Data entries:
■ ■ ■ ■ ■ ■ ■

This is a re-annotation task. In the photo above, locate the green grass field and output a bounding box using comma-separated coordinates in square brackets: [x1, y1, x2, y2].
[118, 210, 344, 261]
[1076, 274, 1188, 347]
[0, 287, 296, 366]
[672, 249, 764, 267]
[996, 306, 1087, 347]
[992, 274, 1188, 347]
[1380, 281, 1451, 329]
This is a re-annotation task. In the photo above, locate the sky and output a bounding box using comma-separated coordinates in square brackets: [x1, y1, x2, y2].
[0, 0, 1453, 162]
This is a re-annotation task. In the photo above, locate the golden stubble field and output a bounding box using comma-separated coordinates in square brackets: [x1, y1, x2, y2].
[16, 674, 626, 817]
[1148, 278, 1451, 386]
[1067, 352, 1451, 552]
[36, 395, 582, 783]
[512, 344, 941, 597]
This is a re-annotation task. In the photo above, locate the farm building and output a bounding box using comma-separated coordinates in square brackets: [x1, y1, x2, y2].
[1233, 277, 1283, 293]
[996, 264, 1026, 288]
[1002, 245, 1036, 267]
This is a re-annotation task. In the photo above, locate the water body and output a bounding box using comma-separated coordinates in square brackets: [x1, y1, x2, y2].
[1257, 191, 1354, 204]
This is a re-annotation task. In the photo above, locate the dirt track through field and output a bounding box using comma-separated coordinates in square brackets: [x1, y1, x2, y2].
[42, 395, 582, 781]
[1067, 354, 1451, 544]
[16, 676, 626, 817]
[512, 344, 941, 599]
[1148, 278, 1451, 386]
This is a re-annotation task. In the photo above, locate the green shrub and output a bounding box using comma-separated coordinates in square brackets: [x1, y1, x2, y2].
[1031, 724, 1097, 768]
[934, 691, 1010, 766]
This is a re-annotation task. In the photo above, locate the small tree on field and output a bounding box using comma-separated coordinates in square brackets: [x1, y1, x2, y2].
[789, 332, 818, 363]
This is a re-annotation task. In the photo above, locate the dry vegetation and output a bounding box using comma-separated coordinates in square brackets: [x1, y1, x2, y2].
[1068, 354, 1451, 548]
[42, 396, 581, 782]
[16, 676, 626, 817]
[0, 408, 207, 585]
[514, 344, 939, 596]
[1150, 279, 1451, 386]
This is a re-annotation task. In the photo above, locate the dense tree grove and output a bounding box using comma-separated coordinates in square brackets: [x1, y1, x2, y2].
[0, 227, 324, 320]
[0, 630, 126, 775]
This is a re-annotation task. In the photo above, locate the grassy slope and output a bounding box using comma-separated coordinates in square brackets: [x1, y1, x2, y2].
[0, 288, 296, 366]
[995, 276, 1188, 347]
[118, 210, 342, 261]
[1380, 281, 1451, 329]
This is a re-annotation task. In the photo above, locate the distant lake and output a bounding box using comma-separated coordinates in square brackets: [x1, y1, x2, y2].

■ ■ ■ ■ ■ ■ ■

All of the entries must be quoted exactly; please include each one.

This is a re-annotation task. In the photo above, locate the green grass field and output a bounding box using comma-separated coordinates in square brackets: [x1, y1, x2, y2].
[118, 210, 344, 261]
[1076, 274, 1188, 347]
[0, 287, 296, 366]
[672, 249, 764, 267]
[996, 306, 1087, 347]
[992, 274, 1188, 347]
[1380, 281, 1451, 329]
This is a re-annotation task. In the photo above, locate the sky and output a bounding box using comma-separated coordinates in square brackets: [x1, y1, x2, y2].
[0, 0, 1453, 162]
This is a re-annotation task. In the photo above, locate the golden stubble field and output a bounding box using comma-separated coordinates in square brackets: [x1, y1, x2, y2].
[16, 674, 626, 817]
[1148, 278, 1451, 386]
[1067, 352, 1451, 552]
[36, 395, 582, 783]
[512, 344, 941, 597]
This is a re-annotation task. In the photo above, locate the farm building and output a bounding box using comma-separated coordinates in square brackets: [x1, y1, x2, y2].
[1233, 277, 1283, 293]
[996, 264, 1026, 288]
[1002, 245, 1036, 267]
This is a re-annotation task. In the photo above, locate the water body and output a bounding box using comma-separated coordinates in square brackets: [x1, y1, x2, y2].
[1257, 191, 1354, 204]
This is a re-annotation task. In the photo above, locate the dirt track through field and output a bounding box using comma-separated coordinates in square brackets: [x1, y1, x2, y2].
[42, 395, 582, 781]
[1067, 354, 1451, 544]
[16, 676, 626, 817]
[512, 344, 941, 599]
[1148, 278, 1451, 386]
This is a re-annotation task. In the photo above, locate the green shrub and output a bounding box using comma-separated coordinates in square brackets: [x1, y1, x2, y2].
[1031, 724, 1097, 768]
[934, 691, 1010, 766]
This is a re-annotation task. In the photo above, locate the small tree on field and output a bounding box using comma-separated coordinates in square brackets: [x1, y1, x2, y2].
[789, 332, 818, 363]
This is a re-annotation task. In the photo above, locate the dry vegetation and output a bounding box using comma-separated coordinates in square brackets: [x1, y1, x2, y2].
[1068, 354, 1451, 548]
[42, 396, 581, 782]
[16, 676, 626, 817]
[0, 408, 207, 585]
[514, 344, 939, 596]
[1150, 279, 1451, 386]
This is a re-annotation task. In the photo above, locate the dense tree grove and output a bounding box using comma-separated coordinates in square brackets: [x1, y1, x2, y2].
[0, 227, 324, 320]
[0, 630, 126, 775]
This is a re-annotation task. In the photo above, locate the grassy slope and output a bounding box using comma-separated coordinates in square brackets: [x1, y1, x2, y2].
[0, 288, 296, 366]
[995, 276, 1188, 347]
[118, 210, 342, 261]
[1380, 281, 1451, 329]
This is a re-annotation task. In the photo above, locate the distant lake and output a bounding box using comma-separated coordinates in square brackets: [x1, y1, x2, y2].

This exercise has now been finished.